=== SHORT EXERCISE ===
Please reproduce every line of the records below word for word, leaving out the pictures.

—————

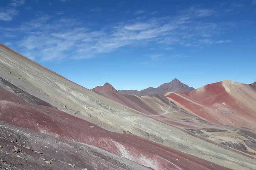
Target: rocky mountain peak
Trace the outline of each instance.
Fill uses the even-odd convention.
[[[91,90],[98,91],[118,93],[117,91],[112,86],[112,85],[107,82],[102,86],[97,86],[97,87]]]

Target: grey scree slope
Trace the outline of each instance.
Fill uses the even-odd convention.
[[[128,131],[233,169],[256,169],[255,159],[186,135],[71,81],[0,44],[0,76],[59,109],[108,130]],[[86,75],[81,78],[86,79]]]

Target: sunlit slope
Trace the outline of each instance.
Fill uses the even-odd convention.
[[[67,80],[2,44],[0,65],[1,76],[14,85],[60,110],[104,129],[121,132],[128,131],[232,169],[256,169],[255,159],[142,115]]]

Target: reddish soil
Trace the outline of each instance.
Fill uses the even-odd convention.
[[[92,90],[95,90],[98,91],[113,92],[114,93],[118,93],[117,91],[113,87],[112,85],[108,83],[106,83],[102,86],[97,86],[92,89]]]
[[[221,81],[206,85],[189,92],[178,93],[184,98],[175,93],[165,97],[203,119],[219,124],[244,126],[252,129],[256,128],[252,123],[253,120],[256,120],[256,114],[243,104],[242,100],[226,92]],[[245,122],[251,123],[246,124]]]
[[[133,134],[108,131],[55,108],[28,103],[1,87],[0,90],[0,120],[6,123],[93,145],[156,169],[227,169]]]

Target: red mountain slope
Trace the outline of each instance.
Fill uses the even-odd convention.
[[[165,96],[209,121],[256,129],[256,91],[250,85],[224,80],[191,92],[168,92]]]

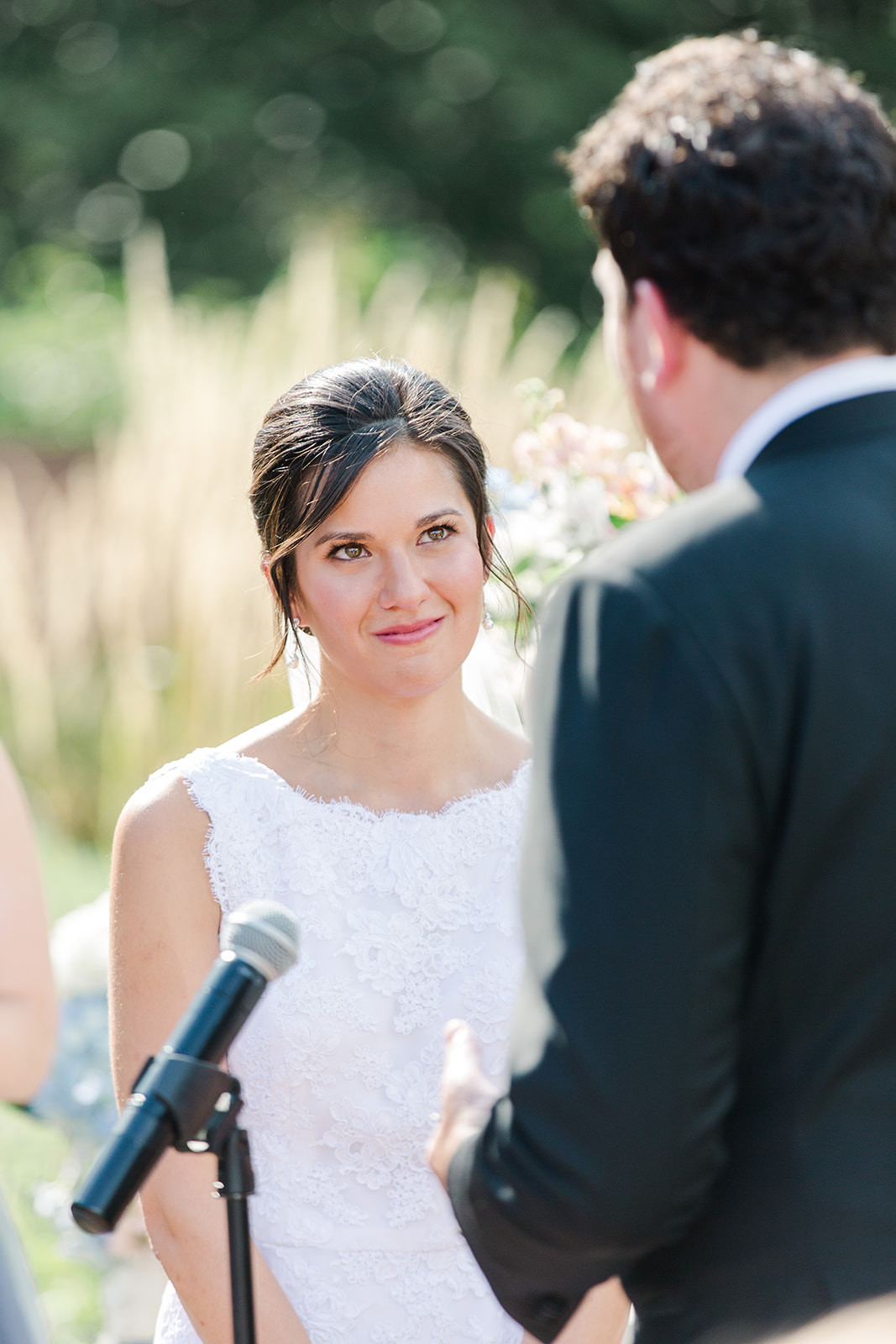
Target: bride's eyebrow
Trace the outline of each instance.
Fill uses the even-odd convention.
[[[459,508],[441,508],[435,513],[427,513],[424,517],[418,517],[416,527],[433,527],[442,517],[463,517]],[[326,546],[328,542],[369,542],[372,540],[372,532],[352,532],[351,528],[344,528],[341,532],[324,532],[314,542],[314,547]]]
[[[418,527],[431,527],[433,523],[438,523],[441,517],[463,517],[459,508],[441,508],[435,513],[427,513],[426,517],[418,517]]]
[[[324,532],[314,542],[314,546],[326,546],[328,542],[369,542],[372,539],[372,532],[352,532],[351,528],[343,528],[341,532]]]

—————

=== SOLUTION TO THIS PROBLEM ===
Target: rocky mountain peak
Trace the outline of each instance.
Fill uses the even-odd convention.
[[[91,90],[98,91],[118,93],[117,91],[112,86],[112,85],[107,82],[102,86],[97,86],[97,87]]]

Target: grey scree slope
Trace the outline of each instance.
Fill uses the even-odd convention.
[[[128,131],[233,169],[256,169],[255,159],[186,135],[71,81],[0,44],[0,76],[59,109],[108,130]],[[86,75],[81,78],[86,79]]]

Target: sunlit slope
Trace the outline of each instance.
Fill uses the even-odd convention.
[[[67,80],[2,44],[0,65],[1,76],[14,85],[60,110],[104,129],[121,132],[128,131],[232,169],[256,169],[255,159],[142,115]]]

Target: reddish soil
Trace the outline of each instance.
Fill uses the even-odd convention.
[[[92,90],[95,90],[98,91],[113,92],[114,93],[118,93],[117,91],[113,87],[112,85],[108,83],[106,83],[102,86],[97,86],[92,89]]]
[[[221,81],[206,85],[189,92],[178,93],[184,98],[175,93],[165,97],[203,119],[219,124],[244,126],[252,129],[256,128],[252,123],[253,120],[256,120],[256,114],[243,104],[242,100],[226,92]],[[245,122],[251,123],[246,124]]]
[[[133,134],[108,131],[55,108],[28,103],[1,87],[0,90],[0,120],[6,123],[93,145],[156,169],[227,169]]]

Target: red mountain slope
Trace the outline of each instance.
Fill uses the even-odd convention.
[[[165,96],[209,121],[256,129],[256,91],[250,85],[224,80],[191,92],[168,92]]]

Target: bride's eyebrow
Trace the outline of each instance.
Fill uses the even-odd convention.
[[[459,508],[441,508],[435,513],[427,513],[424,517],[418,517],[416,527],[433,527],[442,517],[463,517]],[[326,546],[328,542],[369,542],[372,540],[372,532],[352,532],[351,528],[344,528],[341,532],[324,532],[314,542],[314,547]]]
[[[418,527],[431,527],[433,523],[438,523],[441,517],[463,517],[459,508],[441,508],[435,513],[427,513],[426,517],[418,517]]]
[[[324,532],[314,542],[314,546],[326,546],[328,542],[369,542],[372,539],[372,532],[352,532],[351,528],[343,528],[341,532]]]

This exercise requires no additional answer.